_Task_
Extract the complete listing and repeat it word for word.

_Information supplied_
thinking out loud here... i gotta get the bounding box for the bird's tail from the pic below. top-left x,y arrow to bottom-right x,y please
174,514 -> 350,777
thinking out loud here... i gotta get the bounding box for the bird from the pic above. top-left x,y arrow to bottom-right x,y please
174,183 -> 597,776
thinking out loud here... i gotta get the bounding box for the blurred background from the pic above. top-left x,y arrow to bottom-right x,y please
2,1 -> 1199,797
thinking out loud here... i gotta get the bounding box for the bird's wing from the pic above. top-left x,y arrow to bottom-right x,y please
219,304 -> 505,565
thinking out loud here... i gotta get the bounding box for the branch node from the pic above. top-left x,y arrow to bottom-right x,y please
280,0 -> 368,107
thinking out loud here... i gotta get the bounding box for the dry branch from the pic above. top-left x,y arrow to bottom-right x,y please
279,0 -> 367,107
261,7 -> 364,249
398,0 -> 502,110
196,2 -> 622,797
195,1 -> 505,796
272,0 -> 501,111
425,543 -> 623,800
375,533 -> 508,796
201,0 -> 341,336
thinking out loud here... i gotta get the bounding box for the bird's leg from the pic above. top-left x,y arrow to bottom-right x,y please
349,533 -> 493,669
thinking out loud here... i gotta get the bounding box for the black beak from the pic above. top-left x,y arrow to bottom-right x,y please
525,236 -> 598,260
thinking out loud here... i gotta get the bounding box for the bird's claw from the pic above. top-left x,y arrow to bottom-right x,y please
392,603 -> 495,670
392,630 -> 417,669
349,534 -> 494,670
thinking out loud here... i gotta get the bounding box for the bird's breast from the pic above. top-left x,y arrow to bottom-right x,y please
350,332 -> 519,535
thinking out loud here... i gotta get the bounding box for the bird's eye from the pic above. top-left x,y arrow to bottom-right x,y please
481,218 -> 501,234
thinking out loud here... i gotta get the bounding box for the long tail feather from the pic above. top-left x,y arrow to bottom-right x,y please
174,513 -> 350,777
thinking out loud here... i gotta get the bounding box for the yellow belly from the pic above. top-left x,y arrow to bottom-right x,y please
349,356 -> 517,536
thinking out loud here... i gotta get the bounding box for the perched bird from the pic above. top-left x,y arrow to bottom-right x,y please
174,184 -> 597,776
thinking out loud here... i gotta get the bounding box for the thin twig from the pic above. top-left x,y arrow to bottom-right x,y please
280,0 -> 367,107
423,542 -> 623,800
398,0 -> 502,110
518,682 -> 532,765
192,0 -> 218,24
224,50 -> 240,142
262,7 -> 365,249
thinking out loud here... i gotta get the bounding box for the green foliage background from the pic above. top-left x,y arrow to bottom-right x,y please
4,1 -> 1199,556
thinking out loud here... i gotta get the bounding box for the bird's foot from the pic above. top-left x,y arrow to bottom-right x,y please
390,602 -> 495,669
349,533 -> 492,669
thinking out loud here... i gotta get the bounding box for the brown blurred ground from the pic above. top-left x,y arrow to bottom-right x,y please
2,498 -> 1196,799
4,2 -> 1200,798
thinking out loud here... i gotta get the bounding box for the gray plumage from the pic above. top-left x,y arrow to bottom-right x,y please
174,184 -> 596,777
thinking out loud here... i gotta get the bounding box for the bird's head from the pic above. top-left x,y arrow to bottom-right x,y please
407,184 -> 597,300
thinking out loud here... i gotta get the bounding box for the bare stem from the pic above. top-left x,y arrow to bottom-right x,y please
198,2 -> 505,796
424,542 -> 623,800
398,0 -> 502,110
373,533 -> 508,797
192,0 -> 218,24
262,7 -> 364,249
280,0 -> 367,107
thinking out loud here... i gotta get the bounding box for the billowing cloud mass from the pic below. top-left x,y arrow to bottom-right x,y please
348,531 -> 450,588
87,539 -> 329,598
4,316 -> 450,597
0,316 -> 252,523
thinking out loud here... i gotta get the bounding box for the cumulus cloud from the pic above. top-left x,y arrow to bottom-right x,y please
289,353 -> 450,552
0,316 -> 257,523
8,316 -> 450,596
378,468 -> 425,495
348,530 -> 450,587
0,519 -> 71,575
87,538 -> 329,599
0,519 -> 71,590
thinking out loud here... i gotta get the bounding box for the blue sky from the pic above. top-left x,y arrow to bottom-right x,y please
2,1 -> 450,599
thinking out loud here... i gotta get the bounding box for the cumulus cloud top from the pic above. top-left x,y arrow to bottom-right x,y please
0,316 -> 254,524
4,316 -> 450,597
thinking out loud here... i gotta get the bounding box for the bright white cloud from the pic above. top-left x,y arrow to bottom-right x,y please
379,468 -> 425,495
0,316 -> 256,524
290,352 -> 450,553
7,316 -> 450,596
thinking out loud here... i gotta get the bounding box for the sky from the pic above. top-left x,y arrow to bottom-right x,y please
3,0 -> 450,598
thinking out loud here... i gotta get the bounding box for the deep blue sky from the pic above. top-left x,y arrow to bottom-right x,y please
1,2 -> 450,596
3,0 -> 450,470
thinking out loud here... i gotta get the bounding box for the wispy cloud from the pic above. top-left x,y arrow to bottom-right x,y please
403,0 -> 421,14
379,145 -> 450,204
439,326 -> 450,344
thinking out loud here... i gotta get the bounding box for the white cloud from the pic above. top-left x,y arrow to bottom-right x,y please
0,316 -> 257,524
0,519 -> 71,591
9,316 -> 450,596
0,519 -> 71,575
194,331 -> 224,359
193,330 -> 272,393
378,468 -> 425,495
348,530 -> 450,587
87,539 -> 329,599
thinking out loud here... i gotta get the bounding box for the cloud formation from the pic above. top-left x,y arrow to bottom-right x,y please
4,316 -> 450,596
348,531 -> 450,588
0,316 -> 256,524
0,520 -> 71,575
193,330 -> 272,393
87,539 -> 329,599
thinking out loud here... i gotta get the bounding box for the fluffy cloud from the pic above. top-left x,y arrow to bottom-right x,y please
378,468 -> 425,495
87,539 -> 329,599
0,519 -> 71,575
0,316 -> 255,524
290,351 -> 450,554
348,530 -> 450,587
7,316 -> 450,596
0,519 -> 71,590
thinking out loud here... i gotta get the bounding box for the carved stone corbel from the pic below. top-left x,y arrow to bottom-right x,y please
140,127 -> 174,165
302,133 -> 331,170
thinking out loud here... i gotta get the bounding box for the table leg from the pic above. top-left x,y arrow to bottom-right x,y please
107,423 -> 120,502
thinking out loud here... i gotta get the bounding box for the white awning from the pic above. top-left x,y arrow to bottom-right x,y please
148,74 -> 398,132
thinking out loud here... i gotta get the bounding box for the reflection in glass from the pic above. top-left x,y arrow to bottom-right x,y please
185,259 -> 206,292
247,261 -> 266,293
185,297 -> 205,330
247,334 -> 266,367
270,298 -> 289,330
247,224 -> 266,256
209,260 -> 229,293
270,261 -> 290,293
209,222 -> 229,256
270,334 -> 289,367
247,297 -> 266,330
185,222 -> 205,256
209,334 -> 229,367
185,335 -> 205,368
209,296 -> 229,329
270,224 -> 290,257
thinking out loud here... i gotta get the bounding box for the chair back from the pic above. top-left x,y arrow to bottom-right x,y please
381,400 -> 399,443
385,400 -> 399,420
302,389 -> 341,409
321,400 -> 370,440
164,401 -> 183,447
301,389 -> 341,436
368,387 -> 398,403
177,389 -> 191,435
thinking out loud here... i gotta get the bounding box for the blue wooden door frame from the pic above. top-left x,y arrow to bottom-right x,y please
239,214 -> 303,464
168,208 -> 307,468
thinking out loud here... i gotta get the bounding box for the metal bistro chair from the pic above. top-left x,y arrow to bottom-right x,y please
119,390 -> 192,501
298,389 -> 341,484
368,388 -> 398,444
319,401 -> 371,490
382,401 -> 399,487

_Completed exercise_
thinking out loud here... i gotta get the bounding box for the bird's tail from the pic below. top-left x,y arrow to bottom-right x,y please
174,514 -> 350,777
thinking out loud here... i gotta get the bounding box for the bird from the pic above. top-left x,y arrow to bottom-right x,y please
174,183 -> 597,776
thinking out loud here... i gotta get the bounding box for the blurred background from the pic above. top-left x,y arrow to bottom-right x,y please
2,1 -> 1199,797
thinking out loud here... i gotta get the bounding box for the bird's wing from the pic above. top-left x,y arrow to bottom-right x,y please
219,304 -> 505,565
thinking out loud here... i gotta get the bounding box for the branch node from the pic above. top-left x,y arrow to bottom-right x,y please
280,0 -> 368,107
thinking out loud here... i gotta get the bounding box for the dry branch from the pic above. top-left x,y arrow to bottom-right x,y please
279,0 -> 367,107
261,7 -> 364,249
398,0 -> 502,110
196,2 -> 622,797
195,1 -> 505,796
272,0 -> 501,111
425,543 -> 623,800
375,533 -> 508,796
201,0 -> 341,336
thinking out loud here... i gotta get the bounding box for the bird's leg from the pic above. top-left x,y arrow to bottom-right x,y please
349,533 -> 493,669
thinking out loud here... i gotta get the bounding box for the black beak from the pic above. top-left x,y arrow to bottom-right x,y please
525,236 -> 598,260
thinking out loud here... i gotta get the bounding box for the bird's claw from the pic above. top-left x,y arrow to bottom-right x,y please
392,603 -> 495,670
392,630 -> 417,669
349,534 -> 494,670
thinking out loud here... i gotta get the bounding box for the bird's breast from the pic above. top-left x,y arrow to bottom-right x,y please
350,332 -> 519,535
thinking out loud here... i gotta get the bounding box for the bird's eye from the pic above. top-left x,y arrow to bottom-right x,y please
481,218 -> 501,234
thinking out loud here... i gotta get the bounding box for the long tail feather from the pic above. top-left x,y arrow to bottom-right x,y please
174,513 -> 350,777
thinking out loud here... i gotta get the bounding box for the yellow belly from the pic above. top-left x,y arrow to bottom-right x,y please
349,356 -> 517,536
thinking out loud here... i gotta get the bounding box for the perched bird from the pic above. top-left x,y arrow to bottom-right x,y please
174,184 -> 597,776
thinking out loud here... i gotta get the bounding box for the thin twig from the pic above. top-left x,y arrow to bottom-right x,y please
280,0 -> 367,107
423,542 -> 623,800
398,0 -> 502,110
518,682 -> 532,765
192,0 -> 218,24
224,50 -> 240,142
262,7 -> 365,249
thinking out loud here... i gotta get the bounding box for the green foliage background from the pic above. top-left x,y arrow to bottom-right x,y please
4,1 -> 1199,556
thinking out loud here... i gotta get the bounding box for the bird's foot from the pic above. top-left x,y arrow to bottom-right x,y please
390,602 -> 495,669
349,533 -> 492,669
thinking out loud here... i gotta get the bounding box for the brown blurred ground from the pic above. top-left x,y arrow to bottom-right x,y please
2,498 -> 1196,799
4,2 -> 1200,798
thinking out loud here... i gotta get the bounding box for the gray plumage from the pic above. top-left x,y arrow to bottom-right x,y please
174,184 -> 596,777
thinking out loud here... i gotta get the bounding box for the bird's head from the pic above. top-left x,y arrow to bottom-right x,y please
407,184 -> 597,300
thinking out loud here... i gotta get the bounding box for the bare stem from the pic above. top-left x,y arrow to bottom-right x,y please
198,2 -> 505,796
424,542 -> 623,800
398,0 -> 502,110
373,533 -> 508,797
192,0 -> 218,24
262,7 -> 364,249
280,0 -> 367,107
thinking out loud here... i gotta get the bounding box for the billowing cloud mass from the pic below. top-left x,y arrow to bottom-right x,y please
348,531 -> 450,588
87,539 -> 329,598
4,316 -> 450,597
0,316 -> 252,523
thinking out loud here... i gotta get the bounding box for the cumulus cloud from the pic above. top-left x,y arrow to bottom-right x,y please
289,353 -> 450,552
0,316 -> 257,523
8,316 -> 450,596
378,468 -> 425,495
348,530 -> 450,587
0,519 -> 71,575
87,538 -> 329,599
0,519 -> 71,590
thinking out loud here... i gotta get the bounding box for the blue sky from the pic above. top-left x,y arrow to bottom-right x,y please
2,1 -> 450,599
thinking out loud here... i gotta get the bounding box for the cumulus cloud top from the pic above. top-left x,y arrow to bottom-right x,y please
0,316 -> 254,524
4,316 -> 450,597
thinking out loud here... i gotta get the bounding box for the bright white cloud from the pic above. top-left x,y arrow to bottom-right x,y please
379,468 -> 425,495
0,316 -> 256,524
290,352 -> 450,553
7,316 -> 450,596
thinking out loud here... i gotta get the bounding box for the sky from the pic above. top-left x,y arrow to bottom-right x,y please
3,0 -> 450,598
thinking out loud here... i gotta get the bounding box for the deep blue sky from the pic above. top-left x,y arrow to bottom-right x,y please
1,2 -> 450,596
3,0 -> 450,470
thinking out loud here... i gotta get the bounding box for the wispy cloud from the pic above. top-left x,y arrow to bottom-right x,y please
403,0 -> 421,14
379,145 -> 450,204
439,326 -> 450,344
thinking out loud here... i gotta get the bounding box for the white cloud from the pic above. top-left x,y arrow to bottom-right x,y please
0,316 -> 257,524
0,519 -> 71,591
9,316 -> 450,596
0,519 -> 71,575
194,331 -> 224,359
193,330 -> 272,393
378,468 -> 425,495
348,530 -> 450,587
87,539 -> 329,599
thinking out loud here... i gotta get the bounding box for the cloud formation from the pic above. top-left x,y arrow to bottom-right x,y please
4,316 -> 450,596
348,531 -> 450,588
0,316 -> 256,524
0,520 -> 71,575
193,330 -> 272,393
87,539 -> 329,599
thinking out loud here... i gotta get the bounding box for the fluffy cloud from the pic above. top-left x,y arrow to bottom-right x,y please
378,468 -> 425,495
87,539 -> 329,599
0,519 -> 71,575
0,316 -> 255,524
290,351 -> 450,554
348,530 -> 450,587
7,316 -> 450,596
0,519 -> 71,590
thinking out loud here... i gotta get the bounding box for the carved stone corbel from the pic below. top-left x,y arrow to bottom-right x,y please
140,127 -> 174,165
302,133 -> 331,170
thinking out loud here... i gotta get the bounding box for the table leg from the pic above. top-left x,y arrow to bottom-right x,y please
107,423 -> 120,502
thinking out loud here... i gotta get the bounding box for the white awning from the pic above. top-left x,y arrow to bottom-right x,y please
148,74 -> 398,132
thinking out loud here... i gotta get the bounding box for the reflection in glass from the pic above. top-left x,y arrow to bottom-right x,y please
185,259 -> 206,292
247,261 -> 266,293
185,297 -> 205,330
247,334 -> 266,367
270,298 -> 289,330
247,224 -> 266,256
209,260 -> 229,293
270,261 -> 290,293
209,222 -> 229,256
270,334 -> 289,367
247,297 -> 266,330
185,222 -> 205,256
209,334 -> 229,367
185,335 -> 205,368
209,296 -> 229,329
270,224 -> 290,257
thinking out loud here... i gotta get the bounding box for the chair back from the pic above. top-left x,y arrow to bottom-right x,y please
381,400 -> 399,443
385,400 -> 399,420
302,389 -> 341,409
321,400 -> 370,440
164,401 -> 183,447
301,389 -> 341,436
368,387 -> 398,403
177,389 -> 191,435
thinking out loud here... i gotta get the bounding box for the blue wooden door frame from the pic above. top-left x,y arrow to bottom-right x,y please
239,214 -> 303,464
168,208 -> 307,468
thinking out loud here... i gotta get the bounding box for the metal bistro chair from the pic above. top-left x,y arrow to bottom-right x,y please
119,390 -> 192,501
298,389 -> 341,484
368,388 -> 398,444
319,401 -> 371,490
382,401 -> 399,487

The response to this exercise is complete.